» Instructions to follow
Reproduce the data below in full and exclude every picture.

» Data section
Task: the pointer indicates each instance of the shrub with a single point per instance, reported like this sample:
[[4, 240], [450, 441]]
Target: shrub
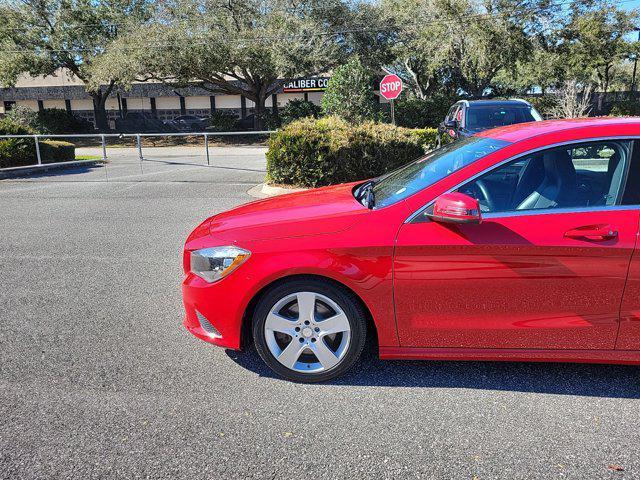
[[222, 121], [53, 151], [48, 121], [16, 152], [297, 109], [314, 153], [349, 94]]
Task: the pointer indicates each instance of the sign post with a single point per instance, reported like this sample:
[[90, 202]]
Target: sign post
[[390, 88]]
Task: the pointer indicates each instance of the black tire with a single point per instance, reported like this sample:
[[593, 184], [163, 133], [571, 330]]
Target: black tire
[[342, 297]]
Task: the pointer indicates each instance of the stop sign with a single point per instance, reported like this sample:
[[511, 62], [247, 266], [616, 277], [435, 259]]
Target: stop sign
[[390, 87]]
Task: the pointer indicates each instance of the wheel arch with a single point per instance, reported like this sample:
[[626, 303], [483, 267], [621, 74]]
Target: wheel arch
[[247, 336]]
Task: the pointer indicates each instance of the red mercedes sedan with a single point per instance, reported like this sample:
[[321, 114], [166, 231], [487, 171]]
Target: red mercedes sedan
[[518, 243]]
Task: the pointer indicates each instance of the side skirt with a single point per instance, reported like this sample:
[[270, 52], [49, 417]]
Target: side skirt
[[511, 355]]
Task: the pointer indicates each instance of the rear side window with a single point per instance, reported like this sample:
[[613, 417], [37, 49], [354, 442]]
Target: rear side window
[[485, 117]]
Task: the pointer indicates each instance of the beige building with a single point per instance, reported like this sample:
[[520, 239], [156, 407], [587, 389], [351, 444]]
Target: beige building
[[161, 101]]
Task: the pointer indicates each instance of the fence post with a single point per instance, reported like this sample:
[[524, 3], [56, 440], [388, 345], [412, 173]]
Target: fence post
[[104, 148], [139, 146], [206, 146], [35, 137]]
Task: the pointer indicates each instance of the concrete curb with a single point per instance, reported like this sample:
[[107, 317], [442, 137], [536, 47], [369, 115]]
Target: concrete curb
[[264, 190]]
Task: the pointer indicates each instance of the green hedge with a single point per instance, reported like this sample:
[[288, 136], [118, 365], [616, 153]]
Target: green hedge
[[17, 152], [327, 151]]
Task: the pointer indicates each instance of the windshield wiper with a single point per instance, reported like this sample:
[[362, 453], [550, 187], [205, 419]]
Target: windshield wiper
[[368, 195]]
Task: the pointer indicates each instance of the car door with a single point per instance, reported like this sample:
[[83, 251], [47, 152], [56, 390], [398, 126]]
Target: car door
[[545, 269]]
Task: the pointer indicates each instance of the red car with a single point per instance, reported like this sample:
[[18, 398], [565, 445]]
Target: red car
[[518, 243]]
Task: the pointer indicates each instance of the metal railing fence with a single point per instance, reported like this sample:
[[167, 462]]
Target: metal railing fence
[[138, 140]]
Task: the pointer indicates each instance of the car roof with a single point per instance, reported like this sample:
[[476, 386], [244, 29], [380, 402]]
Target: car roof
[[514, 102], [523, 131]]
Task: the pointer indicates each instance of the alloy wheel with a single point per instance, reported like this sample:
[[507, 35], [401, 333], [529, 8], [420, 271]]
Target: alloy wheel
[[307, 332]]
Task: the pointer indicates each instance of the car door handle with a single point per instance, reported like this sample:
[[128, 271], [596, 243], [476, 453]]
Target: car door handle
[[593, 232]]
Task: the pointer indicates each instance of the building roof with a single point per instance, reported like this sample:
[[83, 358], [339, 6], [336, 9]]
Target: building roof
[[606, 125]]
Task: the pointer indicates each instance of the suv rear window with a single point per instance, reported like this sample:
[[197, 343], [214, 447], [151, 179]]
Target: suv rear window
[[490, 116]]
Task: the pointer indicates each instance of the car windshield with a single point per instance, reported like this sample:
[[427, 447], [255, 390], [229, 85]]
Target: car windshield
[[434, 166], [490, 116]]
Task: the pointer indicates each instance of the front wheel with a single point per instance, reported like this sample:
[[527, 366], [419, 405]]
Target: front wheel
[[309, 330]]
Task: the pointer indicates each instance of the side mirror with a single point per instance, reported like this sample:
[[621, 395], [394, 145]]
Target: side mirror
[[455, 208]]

» Exercise output
Task: the pointer indicates each instance of the shrub with a single point per instance, reported like this sample:
[[4, 240], [450, 441]]
Target: shrub
[[222, 121], [53, 151], [48, 121], [16, 152], [297, 109], [314, 153], [349, 94]]
Task: the pointer indicates each instance of the sign post with a single point per instance, reported like this sample:
[[90, 202]]
Target: sign post
[[390, 88]]
Task: the pointer indicates each instance of the black tire with a single point per instance, reported like this sample:
[[593, 184], [163, 133], [571, 330]]
Target: black tire
[[342, 297]]
Task: the pointer indicates each instance of the stop sign with a single point per instance, reported like this sample:
[[511, 62], [247, 266], [616, 277], [435, 259]]
Target: stop sign
[[390, 87]]
Task: the pointer indicates each instance of the wheel arch with a single point per instance, reported like this sample:
[[626, 303], [483, 267], [621, 74]]
Target: wheel arch
[[247, 336]]
Task: the pointer indicates each instance of the red mercedes sedan with a single point per instance, reported like this sample:
[[321, 114], [166, 231], [487, 171]]
Target: red mercedes sedan
[[518, 243]]
Task: the pointer indicates each instance of the side skirt with a single point per instance, reported like this sample:
[[270, 52], [49, 417]]
Target: side skirt
[[511, 355]]
Task: the pointer indicates each instance of the rear side window with a single point per instance, reported like this sample:
[[613, 417], [37, 49], [354, 442]]
Target: rear side window
[[485, 117]]
Task: the pointer indicates each instance of the beige building with a single point per instance, reported like this sample:
[[520, 239], [156, 407], [587, 389], [351, 444]]
Target: beige building
[[161, 101]]
Task: the pointer indicates each instance of the fence post with a single point per instance, reported like this sample:
[[524, 3], [56, 440], [388, 345], [412, 173]]
Target: fence post
[[104, 148], [139, 146], [206, 146], [35, 137]]
Task: the pointer indicates each instance of the concrete curb with a single point per instance, reported like this sample:
[[107, 317], [442, 137], [536, 47], [369, 115]]
Target: concrete curb
[[264, 190]]
Task: the pointer indicates each instance of the green hedge with a single point per instance, reported like this sample:
[[288, 136], [118, 365], [616, 153]]
Target: green hedge
[[17, 152], [327, 151]]
Task: the pointer indicates each instance of the windshield wiper with a single point per instance, reported like this sample:
[[362, 453], [550, 187], [205, 419]]
Target: windshield wiper
[[368, 195]]
Task: the pointer indicates each instance of the car door with a single point per instance, reported like this sample:
[[83, 251], [47, 152], [56, 390], [398, 126]]
Target: car door
[[545, 269]]
Task: the pointer indicates each instance of the red car with a single point per instance, reported like this sample:
[[18, 398], [565, 445]]
Target: red car
[[518, 243]]
Task: the pointer indicates each instance of the metal railing fence with a single point per instance, reported like this sample:
[[167, 462]]
Target: metal railing fence
[[138, 140]]
Task: the pointer indicates each instance of the car roof with a single point per instance, reported like this sample:
[[476, 386], [244, 29], [380, 402]]
Target: car roof
[[514, 102], [523, 131]]
Task: the pointer indicates each instance of the alloy wheel with a single point per instance, reported like this sample:
[[507, 35], [401, 333], [529, 8], [420, 271]]
Target: alloy wheel
[[307, 332]]
Task: the pointer indicates each instance of the car door handle with a single point per instance, reported like this sample:
[[128, 271], [596, 243], [476, 453]]
Target: car door handle
[[593, 232]]
Task: the pointer indicates each instance of the building roof with a single point per instance, reported like this sample:
[[83, 358], [339, 6], [336, 9]]
Target: building roof
[[606, 125]]
Task: the pointer indicates each instance of the suv rear window with a single point per instance, reported like this sample:
[[197, 343], [214, 447], [151, 179]]
Target: suv rear window
[[490, 116]]
Task: the pointer indicates each instance of the car windshield with a single point per instance, reported like this sample:
[[427, 447], [255, 390], [229, 85]]
Target: car windshield
[[434, 166], [490, 116]]
Task: the pointer indicates each instance of the front wheel with a single point per instance, reported like this sample:
[[527, 366], [419, 405]]
Target: front wheel
[[309, 330]]
Task: the pointer indicates each instance of the side mirror with a single point per instance, reported like this sample:
[[621, 395], [394, 145]]
Target: side mirror
[[455, 208]]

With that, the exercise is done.